Work instructions:
1 > In the article on time, who first used the phrase "arrow of time"?
2 > Using the article on time, explain in one to three sentences why scientists have had trouble figuring out what time means.
3 > Reproduce the part of the article on time starting at "Even without memory, the" and ending at "exceptions to this.)".

Provided text:

•••••

Temporal Mechanics 101: How Time Flies (String Theory)

We move through time every single day, and most of us don’t even think about how fascinating it is. Scientists who have thought about it have constantly run into trouble in figuring out exactly what time means because time is such an abstract concept. It’s something we’re intimately familiar with, but so familiar with that we almost never have to analyze it in a meaningful way.
Over the years, our view of time — both individually and from a scientific standpoint — has changed dramatically, from an intuition about the passage of events to a fundamental component of the mathematical geometry that describes the universe.

The arrow of time: A one-way ticket

Physicists refer to the one-way motion through time (into the future and never the past) using the phrase “arrow of time,” first used by Arthur Eddington (the guy who helped confirm general relativity) in his 1928 topic The Nature of the Physical World. The first note he makes is that “time’s arrow” points in one direction, as opposed to directions in space, where you can reorient as needed. He then points out three key ideas about the arrow of time:
Human consciousness inherently recognizes the direction of time.
Even without memory, the world only makes sense if the arrow of time points into the future.
In physics, the only place the direction of time shows up is in the behavior of a large number of particles, in the form of the second law of thermodynamics. (See the nearby sidebar, “Time asymmetries,” for a clarification of the exceptions to this.)

•••••

Data supplied:

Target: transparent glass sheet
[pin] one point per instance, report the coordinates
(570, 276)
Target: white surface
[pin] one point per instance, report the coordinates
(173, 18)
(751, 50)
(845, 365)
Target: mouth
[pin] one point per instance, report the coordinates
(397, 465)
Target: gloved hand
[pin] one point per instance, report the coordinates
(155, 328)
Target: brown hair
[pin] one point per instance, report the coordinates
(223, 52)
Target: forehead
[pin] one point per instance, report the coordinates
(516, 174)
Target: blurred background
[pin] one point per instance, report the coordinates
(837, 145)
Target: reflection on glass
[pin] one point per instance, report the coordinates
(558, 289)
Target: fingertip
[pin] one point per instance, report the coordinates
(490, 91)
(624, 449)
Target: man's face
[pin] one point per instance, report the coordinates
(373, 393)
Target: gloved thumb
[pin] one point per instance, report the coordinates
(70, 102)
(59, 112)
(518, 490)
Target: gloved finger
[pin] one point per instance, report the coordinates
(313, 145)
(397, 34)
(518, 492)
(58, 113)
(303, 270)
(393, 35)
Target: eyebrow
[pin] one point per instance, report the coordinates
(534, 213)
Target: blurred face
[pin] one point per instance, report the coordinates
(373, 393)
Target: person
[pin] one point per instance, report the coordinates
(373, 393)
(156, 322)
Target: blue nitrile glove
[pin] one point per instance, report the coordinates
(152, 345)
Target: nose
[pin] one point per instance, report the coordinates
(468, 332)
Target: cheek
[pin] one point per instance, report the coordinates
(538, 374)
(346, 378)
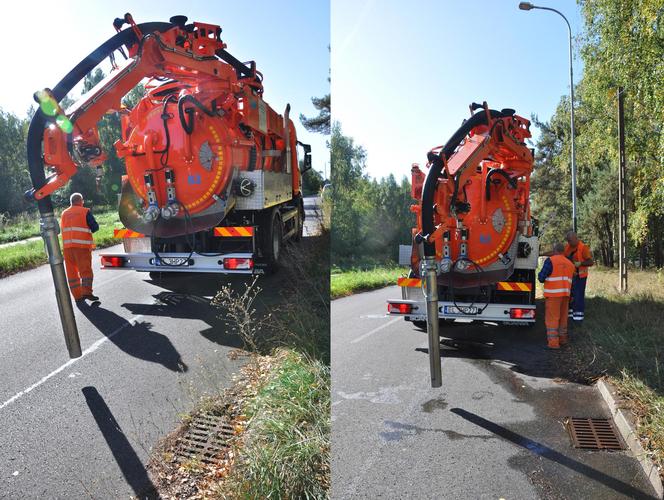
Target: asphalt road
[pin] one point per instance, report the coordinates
(83, 428)
(493, 430)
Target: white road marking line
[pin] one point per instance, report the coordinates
(365, 335)
(114, 278)
(87, 351)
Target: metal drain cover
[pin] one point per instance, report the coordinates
(593, 433)
(206, 439)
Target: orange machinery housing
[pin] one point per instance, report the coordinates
(474, 226)
(200, 147)
(481, 203)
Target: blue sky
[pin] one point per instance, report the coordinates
(288, 40)
(404, 73)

•••••

Expected outputs:
1 > Arthur Eddington

2 > Time is such an abstract concept. It's something people know intimately, but they know it so well that they almost never have to analyze it in a meaningful way.

3 >
Even without memory, the world only makes sense if the arrow of time points into the future.
In physics, the only place the direction of time shows up is in the behavior of a large number of particles, in the form of the second law of thermodynamics. (See the nearby sidebar, “Time asymmetries,” for a clarification of the exceptions to this.)